**Consigne**. Extrayez mot pour mot le passage du texte sur Paradox Hotel qui commence par « Un trépidant polar » et se termine par « régulation du Temps). ».

**Texte d'étude**.
-------

Paradox Hotel

« Paradox Hotel » (The Paradox Hotel), publié aux éditions Belfond en 2023 dans sa version française, a été écrit par Rob Hart, un écrivain américain contemporain qui, ici, mêle habilement roman noir et thriller temporel…

Un trépidant polar temporel

Paradox Hotel - Rob Hart - éditions Belfond
"Paradox Hotel" de Rob Hart © éditions Belfond - Illustration couverture © DEEPOL by plainpicture/Spectral. Graphisme : Marion Tigreat

Promenez-vous dans le Temps

A la fin du XXIème siècle, les plus riches des humains de la planète peuvent désormais se permettre d’aller explorer le passé, visiter l’Égypte antique au temps de sa splendeur ou rencontrer les dinosaures du Crétacé supérieur (entre autres), grâce à la découverte du voyage dans le temps et le développement d’une nouvelle forme de tourisme : le tourisme spatio-temporel. Et bien sûr, les chrononautes ne peuvent pas modifier la trame du temps surveillée constamment par l’ART (l’Agence de régulation du Temps).

-------

**Les données**.
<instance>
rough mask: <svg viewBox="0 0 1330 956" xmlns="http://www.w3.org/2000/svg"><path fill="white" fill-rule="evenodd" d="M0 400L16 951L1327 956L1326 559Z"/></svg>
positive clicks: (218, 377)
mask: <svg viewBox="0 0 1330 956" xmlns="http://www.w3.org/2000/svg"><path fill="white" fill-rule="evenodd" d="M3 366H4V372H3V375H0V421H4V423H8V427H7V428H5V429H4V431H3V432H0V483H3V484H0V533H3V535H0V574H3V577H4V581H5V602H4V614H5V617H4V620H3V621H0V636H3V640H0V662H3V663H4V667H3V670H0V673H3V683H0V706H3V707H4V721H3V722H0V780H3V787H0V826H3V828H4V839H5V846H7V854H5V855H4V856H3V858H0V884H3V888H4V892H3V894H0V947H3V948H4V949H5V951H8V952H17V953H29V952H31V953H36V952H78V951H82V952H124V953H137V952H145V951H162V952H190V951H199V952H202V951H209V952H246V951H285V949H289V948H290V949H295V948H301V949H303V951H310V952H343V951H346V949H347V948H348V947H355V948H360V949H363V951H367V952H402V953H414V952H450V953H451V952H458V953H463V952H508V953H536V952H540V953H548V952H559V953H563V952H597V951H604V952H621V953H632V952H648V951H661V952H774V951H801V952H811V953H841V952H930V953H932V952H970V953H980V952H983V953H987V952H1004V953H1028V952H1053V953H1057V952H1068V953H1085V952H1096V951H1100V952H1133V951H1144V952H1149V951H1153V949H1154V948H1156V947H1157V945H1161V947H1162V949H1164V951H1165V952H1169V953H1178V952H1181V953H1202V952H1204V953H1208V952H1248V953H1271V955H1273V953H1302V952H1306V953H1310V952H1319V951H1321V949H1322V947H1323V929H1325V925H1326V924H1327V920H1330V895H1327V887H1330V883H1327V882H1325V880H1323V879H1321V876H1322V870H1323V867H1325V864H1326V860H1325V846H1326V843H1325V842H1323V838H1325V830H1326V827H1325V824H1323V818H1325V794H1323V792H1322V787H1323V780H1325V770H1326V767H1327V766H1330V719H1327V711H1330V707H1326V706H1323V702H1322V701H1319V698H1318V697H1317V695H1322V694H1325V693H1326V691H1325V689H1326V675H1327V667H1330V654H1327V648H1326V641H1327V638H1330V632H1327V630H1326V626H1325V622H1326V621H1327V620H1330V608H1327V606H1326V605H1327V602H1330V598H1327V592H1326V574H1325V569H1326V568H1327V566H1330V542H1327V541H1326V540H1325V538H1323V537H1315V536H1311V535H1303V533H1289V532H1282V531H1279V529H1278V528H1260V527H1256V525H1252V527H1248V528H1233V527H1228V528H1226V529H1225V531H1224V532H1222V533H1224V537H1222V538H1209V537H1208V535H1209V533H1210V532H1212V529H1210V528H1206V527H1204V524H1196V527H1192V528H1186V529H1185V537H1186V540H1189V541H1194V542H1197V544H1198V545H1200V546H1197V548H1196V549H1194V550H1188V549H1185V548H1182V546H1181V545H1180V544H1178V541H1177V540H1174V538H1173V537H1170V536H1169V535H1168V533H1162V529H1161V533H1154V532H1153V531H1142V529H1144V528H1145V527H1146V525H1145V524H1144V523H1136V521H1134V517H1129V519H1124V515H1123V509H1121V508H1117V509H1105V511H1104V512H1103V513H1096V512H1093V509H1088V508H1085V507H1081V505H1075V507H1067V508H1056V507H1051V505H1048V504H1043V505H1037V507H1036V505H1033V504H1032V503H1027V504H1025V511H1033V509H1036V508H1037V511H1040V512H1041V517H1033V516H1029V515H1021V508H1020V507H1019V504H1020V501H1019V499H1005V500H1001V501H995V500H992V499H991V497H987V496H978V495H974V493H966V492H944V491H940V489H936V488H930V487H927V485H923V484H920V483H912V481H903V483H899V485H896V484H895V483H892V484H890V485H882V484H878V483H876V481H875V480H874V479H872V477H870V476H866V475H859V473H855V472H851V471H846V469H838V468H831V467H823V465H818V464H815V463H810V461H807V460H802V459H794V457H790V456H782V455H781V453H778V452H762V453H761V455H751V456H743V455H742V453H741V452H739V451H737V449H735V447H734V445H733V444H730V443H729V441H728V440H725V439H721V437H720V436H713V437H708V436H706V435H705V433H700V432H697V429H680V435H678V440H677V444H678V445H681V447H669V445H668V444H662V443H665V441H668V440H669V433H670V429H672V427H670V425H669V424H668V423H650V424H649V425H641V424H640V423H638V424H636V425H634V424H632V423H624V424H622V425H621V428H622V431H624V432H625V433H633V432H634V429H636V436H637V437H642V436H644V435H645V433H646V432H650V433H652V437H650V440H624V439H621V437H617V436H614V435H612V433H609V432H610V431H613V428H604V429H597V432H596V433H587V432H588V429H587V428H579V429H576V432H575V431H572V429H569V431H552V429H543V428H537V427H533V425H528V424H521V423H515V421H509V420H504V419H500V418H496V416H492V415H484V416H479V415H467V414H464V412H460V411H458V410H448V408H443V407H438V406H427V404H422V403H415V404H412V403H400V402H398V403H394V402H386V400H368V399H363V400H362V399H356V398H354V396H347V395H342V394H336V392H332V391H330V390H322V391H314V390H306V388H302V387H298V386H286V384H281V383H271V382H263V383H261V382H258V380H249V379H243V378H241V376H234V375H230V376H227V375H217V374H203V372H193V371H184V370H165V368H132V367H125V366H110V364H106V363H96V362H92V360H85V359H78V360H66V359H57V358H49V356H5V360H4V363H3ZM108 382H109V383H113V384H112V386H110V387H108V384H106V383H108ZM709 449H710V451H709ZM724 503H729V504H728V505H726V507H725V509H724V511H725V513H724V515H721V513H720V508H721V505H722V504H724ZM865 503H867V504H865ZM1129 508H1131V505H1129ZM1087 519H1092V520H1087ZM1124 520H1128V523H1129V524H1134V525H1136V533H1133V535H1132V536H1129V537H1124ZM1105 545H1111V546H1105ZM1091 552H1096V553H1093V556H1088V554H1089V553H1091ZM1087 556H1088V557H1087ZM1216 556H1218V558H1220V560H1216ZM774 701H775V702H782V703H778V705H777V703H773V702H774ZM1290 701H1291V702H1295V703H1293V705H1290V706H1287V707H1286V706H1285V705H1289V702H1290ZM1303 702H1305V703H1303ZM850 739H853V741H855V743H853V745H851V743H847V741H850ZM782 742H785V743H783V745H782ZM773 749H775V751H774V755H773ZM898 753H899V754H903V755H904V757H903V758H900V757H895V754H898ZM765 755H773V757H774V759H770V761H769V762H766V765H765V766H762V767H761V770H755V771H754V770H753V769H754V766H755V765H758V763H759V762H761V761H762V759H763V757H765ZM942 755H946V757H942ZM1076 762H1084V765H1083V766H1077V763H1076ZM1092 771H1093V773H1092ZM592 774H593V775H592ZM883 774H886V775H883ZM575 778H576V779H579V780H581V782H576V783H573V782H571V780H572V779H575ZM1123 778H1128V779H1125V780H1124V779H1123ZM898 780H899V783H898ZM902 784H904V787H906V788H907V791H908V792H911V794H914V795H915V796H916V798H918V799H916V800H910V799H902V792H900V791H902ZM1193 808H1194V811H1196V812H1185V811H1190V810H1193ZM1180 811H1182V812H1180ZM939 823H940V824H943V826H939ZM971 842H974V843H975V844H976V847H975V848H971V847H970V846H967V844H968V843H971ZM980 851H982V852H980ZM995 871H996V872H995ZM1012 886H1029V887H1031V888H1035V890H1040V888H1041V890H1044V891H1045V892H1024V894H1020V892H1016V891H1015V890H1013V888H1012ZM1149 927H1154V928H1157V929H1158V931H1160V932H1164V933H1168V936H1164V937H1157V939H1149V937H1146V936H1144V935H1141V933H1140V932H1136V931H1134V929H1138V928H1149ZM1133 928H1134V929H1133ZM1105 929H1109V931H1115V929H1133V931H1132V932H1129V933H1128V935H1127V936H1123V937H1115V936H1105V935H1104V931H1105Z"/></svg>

-------

**Corrigé**.
Un trépidant polar temporel

Paradox Hotel - Rob Hart - éditions Belfond
"Paradox Hotel" de Rob Hart © éditions Belfond - Illustration couverture © DEEPOL by plainpicture/Spectral. Graphisme : Marion Tigreat

Promenez-vous dans le Temps

A la fin du XXIème siècle, les plus riches des humains de la planète peuvent désormais se permettre d’aller explorer le passé, visiter l’Égypte antique au temps de sa splendeur ou rencontrer les dinosaures du Crétacé supérieur (entre autres), grâce à la découverte du voyage dans le temps et le développement d’une nouvelle forme de tourisme : le tourisme spatio-temporel. Et bien sûr, les chrononautes ne peuvent pas modifier la trame du temps surveillée constamment par l’ART (l’Agence de régulation du Temps).